BEGIN Provided passage

Suquamish Teens Participate in Climate Change Summit with Peers

A group of Suquamish Tribe teenagers recently tackled a complicated issue that natural resources managers are just starting to consider – ocean acidification.

The five teens presented their findings on the issue and its impact to their tribe and Puget Sound before nearly 100 of their peers from all over the country in Washington, D.C. in mid-February.

It was a personal issue for the teens, because as tribal members, they rely on resources from the Sound, such as salmon, crab, oysters and geoducks. They also learned how emotional the tribal elders were about the issue.

“I knew there was a shortage in our seafood,” said Charissa Sigo, a senior. “I just didn’t know how bad it was. And we learned that other groups are dealing with similar climate issues all over the country.”

From left: Alie Hassett, Erica Cardiel, Charissa Sigo, Angeline Narte and Bearon Old Coyote present their work on ocean acidification at the 3rd National Summit on Oceans and Coasts in Washington, D.C.

END Provided passage
BEGIN Raw data

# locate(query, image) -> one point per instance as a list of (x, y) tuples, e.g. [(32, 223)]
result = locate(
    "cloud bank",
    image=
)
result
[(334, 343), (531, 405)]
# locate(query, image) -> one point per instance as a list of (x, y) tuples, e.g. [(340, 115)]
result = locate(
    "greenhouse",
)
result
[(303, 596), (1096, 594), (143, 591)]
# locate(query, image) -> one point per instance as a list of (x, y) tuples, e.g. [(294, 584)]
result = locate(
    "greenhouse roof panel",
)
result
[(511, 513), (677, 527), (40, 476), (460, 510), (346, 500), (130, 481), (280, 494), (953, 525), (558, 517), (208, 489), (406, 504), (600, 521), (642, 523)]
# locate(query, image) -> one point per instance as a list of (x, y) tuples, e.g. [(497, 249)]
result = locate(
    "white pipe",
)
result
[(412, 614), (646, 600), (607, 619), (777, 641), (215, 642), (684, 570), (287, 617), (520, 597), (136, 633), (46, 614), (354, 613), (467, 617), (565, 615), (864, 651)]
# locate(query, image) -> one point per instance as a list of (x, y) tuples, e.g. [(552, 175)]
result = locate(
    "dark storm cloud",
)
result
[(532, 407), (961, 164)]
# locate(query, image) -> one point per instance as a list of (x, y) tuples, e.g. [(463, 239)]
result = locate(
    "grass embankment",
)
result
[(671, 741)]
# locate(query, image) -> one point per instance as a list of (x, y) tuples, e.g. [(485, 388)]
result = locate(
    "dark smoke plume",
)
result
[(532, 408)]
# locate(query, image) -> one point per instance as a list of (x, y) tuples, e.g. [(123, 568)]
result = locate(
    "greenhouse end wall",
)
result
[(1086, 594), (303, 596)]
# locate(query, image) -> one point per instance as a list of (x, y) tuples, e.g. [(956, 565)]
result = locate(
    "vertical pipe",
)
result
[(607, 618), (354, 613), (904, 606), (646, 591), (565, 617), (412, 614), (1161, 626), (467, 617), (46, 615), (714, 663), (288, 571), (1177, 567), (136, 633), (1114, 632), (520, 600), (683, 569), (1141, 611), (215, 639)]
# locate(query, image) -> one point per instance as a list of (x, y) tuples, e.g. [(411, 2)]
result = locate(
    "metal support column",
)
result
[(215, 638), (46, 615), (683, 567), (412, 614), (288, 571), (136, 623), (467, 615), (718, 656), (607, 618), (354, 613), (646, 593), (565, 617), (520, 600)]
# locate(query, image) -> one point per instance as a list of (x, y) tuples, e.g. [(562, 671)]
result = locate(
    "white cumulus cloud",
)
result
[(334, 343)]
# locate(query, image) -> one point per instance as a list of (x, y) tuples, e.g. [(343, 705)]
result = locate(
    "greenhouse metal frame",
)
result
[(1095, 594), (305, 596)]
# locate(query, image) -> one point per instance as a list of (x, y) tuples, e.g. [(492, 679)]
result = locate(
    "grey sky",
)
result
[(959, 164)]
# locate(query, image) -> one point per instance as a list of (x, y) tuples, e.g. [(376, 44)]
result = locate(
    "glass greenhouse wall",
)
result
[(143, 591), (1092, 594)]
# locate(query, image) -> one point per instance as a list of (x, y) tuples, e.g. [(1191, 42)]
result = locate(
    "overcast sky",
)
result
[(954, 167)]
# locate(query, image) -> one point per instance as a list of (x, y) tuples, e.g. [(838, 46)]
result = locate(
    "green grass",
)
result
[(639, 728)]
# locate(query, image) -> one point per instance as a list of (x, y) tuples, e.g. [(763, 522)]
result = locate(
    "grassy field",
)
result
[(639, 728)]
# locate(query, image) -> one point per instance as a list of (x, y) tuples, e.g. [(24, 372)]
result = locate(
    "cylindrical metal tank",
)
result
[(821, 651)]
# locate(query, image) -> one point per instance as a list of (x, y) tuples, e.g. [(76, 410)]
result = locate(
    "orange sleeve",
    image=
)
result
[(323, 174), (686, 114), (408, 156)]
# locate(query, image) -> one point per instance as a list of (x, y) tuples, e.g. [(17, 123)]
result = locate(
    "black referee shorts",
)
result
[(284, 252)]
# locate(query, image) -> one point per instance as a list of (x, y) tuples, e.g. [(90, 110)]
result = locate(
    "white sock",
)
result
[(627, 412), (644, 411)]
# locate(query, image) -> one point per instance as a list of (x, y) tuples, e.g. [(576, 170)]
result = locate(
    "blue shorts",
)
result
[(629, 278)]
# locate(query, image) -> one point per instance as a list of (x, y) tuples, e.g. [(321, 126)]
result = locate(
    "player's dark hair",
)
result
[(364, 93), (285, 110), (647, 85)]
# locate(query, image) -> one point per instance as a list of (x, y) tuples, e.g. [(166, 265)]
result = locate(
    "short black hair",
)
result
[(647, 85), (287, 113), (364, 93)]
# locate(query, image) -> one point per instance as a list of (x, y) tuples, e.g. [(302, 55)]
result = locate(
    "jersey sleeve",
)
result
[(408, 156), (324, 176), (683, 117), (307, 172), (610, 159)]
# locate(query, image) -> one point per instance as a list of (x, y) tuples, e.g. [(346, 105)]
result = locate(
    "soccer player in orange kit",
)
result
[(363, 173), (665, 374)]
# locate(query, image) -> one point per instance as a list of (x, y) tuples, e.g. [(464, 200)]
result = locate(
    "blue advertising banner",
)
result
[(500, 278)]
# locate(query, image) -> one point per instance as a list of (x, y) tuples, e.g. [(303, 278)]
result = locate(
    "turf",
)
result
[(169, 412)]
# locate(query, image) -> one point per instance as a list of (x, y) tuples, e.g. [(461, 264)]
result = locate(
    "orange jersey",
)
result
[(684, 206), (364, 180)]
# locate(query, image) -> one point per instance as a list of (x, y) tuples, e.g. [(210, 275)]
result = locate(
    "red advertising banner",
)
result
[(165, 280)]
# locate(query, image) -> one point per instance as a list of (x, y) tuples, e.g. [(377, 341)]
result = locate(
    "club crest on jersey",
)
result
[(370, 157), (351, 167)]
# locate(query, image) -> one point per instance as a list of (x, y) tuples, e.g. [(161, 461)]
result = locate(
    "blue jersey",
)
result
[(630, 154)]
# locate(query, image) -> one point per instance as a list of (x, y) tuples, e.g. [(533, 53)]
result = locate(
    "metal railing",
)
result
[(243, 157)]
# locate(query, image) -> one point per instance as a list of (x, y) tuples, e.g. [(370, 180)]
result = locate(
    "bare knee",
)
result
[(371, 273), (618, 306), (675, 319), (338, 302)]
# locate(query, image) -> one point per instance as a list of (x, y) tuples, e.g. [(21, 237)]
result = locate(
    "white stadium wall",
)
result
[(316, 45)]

END Raw data

What needs to be done
Summarize the article on the Suquamish teens at the climate summit in two sentences. The lines have no connection to the text about the Suquamish teens.

Finished task
Five Suquamish Tribe teenagers presented their findings on ocean acidification and its impact on their tribe and Puget Sound to nearly 100 peers from across the country in Washington, D.C., in mid-February. The issue was personal for them because as tribal members they rely on resources from the Sound such as salmon, crab, oysters and geoducks.